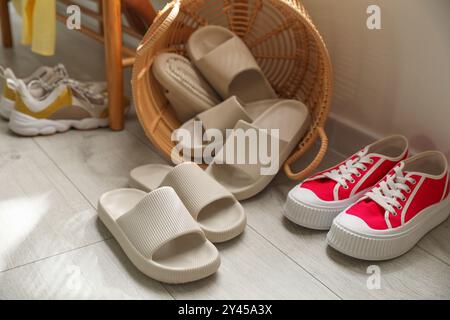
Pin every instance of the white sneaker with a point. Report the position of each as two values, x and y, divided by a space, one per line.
43 109
8 88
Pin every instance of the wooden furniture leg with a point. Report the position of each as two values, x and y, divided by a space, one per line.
5 24
112 26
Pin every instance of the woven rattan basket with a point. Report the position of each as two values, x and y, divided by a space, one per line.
283 40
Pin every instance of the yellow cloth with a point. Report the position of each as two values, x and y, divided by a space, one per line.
38 24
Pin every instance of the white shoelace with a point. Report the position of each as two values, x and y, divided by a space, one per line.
390 191
83 90
352 167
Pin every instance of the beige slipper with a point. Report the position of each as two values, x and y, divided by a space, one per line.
228 65
291 118
223 116
185 88
158 234
218 213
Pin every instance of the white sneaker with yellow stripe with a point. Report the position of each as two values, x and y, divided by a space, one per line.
9 81
58 106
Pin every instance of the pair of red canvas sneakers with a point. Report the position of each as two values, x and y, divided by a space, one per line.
378 203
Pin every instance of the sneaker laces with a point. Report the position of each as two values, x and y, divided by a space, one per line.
389 191
82 90
351 167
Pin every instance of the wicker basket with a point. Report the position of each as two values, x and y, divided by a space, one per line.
283 40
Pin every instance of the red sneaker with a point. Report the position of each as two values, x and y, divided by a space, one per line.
318 200
392 217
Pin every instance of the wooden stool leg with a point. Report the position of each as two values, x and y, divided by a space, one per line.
5 24
112 26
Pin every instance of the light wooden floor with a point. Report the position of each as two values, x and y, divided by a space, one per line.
53 246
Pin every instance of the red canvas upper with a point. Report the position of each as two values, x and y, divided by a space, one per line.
324 187
424 191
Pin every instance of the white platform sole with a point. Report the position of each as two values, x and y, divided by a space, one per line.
26 125
388 244
6 107
315 217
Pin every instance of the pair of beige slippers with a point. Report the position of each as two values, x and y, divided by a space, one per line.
167 224
223 86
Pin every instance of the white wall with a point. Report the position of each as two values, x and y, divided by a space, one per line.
394 80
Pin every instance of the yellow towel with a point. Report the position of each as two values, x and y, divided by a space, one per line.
38 25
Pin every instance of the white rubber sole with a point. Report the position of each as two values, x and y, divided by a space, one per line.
26 125
388 244
6 107
314 217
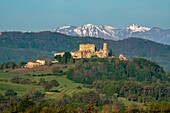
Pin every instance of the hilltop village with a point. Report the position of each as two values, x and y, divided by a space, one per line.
85 51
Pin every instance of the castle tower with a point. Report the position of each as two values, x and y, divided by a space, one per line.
105 49
104 46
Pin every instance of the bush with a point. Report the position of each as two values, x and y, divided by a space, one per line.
10 92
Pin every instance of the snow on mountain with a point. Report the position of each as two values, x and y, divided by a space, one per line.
90 30
111 33
137 28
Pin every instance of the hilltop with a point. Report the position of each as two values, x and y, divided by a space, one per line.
25 46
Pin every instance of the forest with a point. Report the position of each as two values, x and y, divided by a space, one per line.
114 86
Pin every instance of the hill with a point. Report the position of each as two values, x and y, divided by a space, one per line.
108 32
19 46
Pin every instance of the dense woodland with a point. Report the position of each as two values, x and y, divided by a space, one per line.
138 80
18 46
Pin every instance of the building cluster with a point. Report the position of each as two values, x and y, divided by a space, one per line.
37 63
87 51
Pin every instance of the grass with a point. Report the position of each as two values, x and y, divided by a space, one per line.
21 89
129 103
67 87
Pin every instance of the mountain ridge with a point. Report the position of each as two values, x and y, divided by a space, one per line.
18 46
108 32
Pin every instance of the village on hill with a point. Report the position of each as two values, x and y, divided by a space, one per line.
85 51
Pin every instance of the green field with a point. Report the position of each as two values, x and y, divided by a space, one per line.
67 87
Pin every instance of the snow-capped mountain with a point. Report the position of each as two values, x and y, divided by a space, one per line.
137 28
109 32
89 30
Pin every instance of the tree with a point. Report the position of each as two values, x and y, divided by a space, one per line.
21 64
54 83
47 86
110 52
2 97
16 80
10 92
58 58
25 104
57 71
66 57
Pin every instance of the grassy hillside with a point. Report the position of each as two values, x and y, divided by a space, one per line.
18 46
66 86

• Task description
Exclude the pictures, and transcribe all of the material exactly.

• Full solution
Pin every instance of the white sneaker with a point. Report the position of each as two values, x and y, divided by a space, one per line.
43 109
8 88
Pin every instance of the wooden furniture leg with a point. Report the position of each as two values, x and y, divided by a space, one per line.
5 24
112 26
Pin every instance of the woven rattan basket with a point. Report the position of each as two values, x and y, divided by a space, one per line.
283 40
Pin every instance of the yellow cloth with a point. Report the position of each as two values, x and y, divided by a space, one per line.
38 24
Pin every instance of the white shoelace with a point. Report the position of each as two values, x and y, divided by a space, one per line.
390 191
83 90
352 167
Pin every instance of the beige slipper with a point. Report the position of each as two values, x and y, divided by a space, one per line.
228 65
291 118
223 116
185 88
158 234
218 213
Pin every instance of the white sneaker with yellow stripe with a point. Report the position of each as two values, x and y, divided by a space, one per line.
9 81
58 106
Pin every instance of the pair of red canvas sneakers with a point. Report the position of each as two values, x and y, divided by a space, one per line.
378 203
Pin every instance of the sneaker laces with a point. Report the position of each as two values, x and y, divided by a space, one per line.
389 191
82 90
351 167
Pin every instance of the wicker basket with a point. Report the position of each as two values, x and y, divided by a space, one per line.
283 40
Pin every instance of the red sneaker with a point. Report the position of each as two values, x and y, divided by a space, one per line.
318 200
392 217
Pin every instance of the wooden stool leg with a point. Report the position of each as two values, x and y, divided by a space, one per line.
5 24
112 26
Pin every instance of the light wooden floor with a point. Report the position of each as two values, x and y, divided by a space, one per line.
53 246
Pin every instance of the red canvas upper with a point. Report the position of each as two values, x and y, divided by a space, one per line.
324 187
424 191
Pin every instance of the white platform sole with a point. Report the position of each as two values, x and y, divided by a space, one per line.
26 125
388 244
6 107
315 217
Pin every instance of the pair of beige slippers with a point. Report the position of each as two values, x and y, divided by a space, one per line.
167 224
223 86
Pin every instance of the white wall with a point. Report the position of each as two values, x and y, divided by a space, one per line.
394 80
Pin every instance of the yellow towel with a point. Report the position of each as two values, x and y, divided by a space, one per line.
38 25
Pin every instance of the white rubber sole with a point. Report the position of each as two values, x and y, divided by a space, one per line.
26 125
388 244
6 107
314 217
Pin every instance of the hilltop village with a point. Report the position of each as two values, x and y, divided by a space, one per line.
85 51
Pin every instance of the castle tower with a point. Report the position of each as two values, x and y, divided by a space, one per line.
105 49
104 46
Pin every instance of the bush with a point. Report the position of each as two values, x and y, divided by a space, one per line.
10 92
Pin every instance of the snow on mountain with a point. Report the position of each as two values, x and y, divided by a space, one per line.
90 30
111 33
137 28
Pin every instance of the hilltop with a point. Report the position of each as two values, x and y, divided by a space, one per line.
25 46
Pin every instance of the forest with a point. Report the position of each as two values, x and y, divided by a space, one per line.
114 86
Pin every instance of the hill with a point. Report the position of each as two values, x and y, divided by a space, one per line.
108 32
19 46
Pin every instance of the dense woodland with a point. Report the position of each as two values, x and y, divided by a space, one per line.
138 80
18 46
Pin every instance of the building cluster with a point. Report the position of each as two values, x and y, divided by a space, one per line.
37 63
87 51
Pin every instance of the grass with a point. Report the position of each as two values, x and y, divided by a space, one per line.
21 89
129 103
67 87
Pin every instance of the mountain ridge with a point. Report the position of each as two values, x and y, divided by a space, one per line.
18 46
108 32
Pin every instance of the village on hill with a point. Report the position of each as two values, x and y, divided by a space, one per line.
85 51
Pin every instance of the green field with a point. Report the position of each as two values, x and y, divided by a space, one per line.
67 87
Pin every instance of the snow-capped mountain with a point. Report the position of each as two values, x and y, divided by a space, one per line.
137 28
109 32
89 30
Pin every instance of the tree with a point. Report the position of each as two values, x and y, divided by a space, one per line.
21 64
54 83
47 86
110 52
2 97
16 80
10 92
58 58
25 104
57 71
66 57
Pin every instance of the grassy hillside with a point. Report the position of each as two values, x and y, divided by a space, one per line.
18 46
66 86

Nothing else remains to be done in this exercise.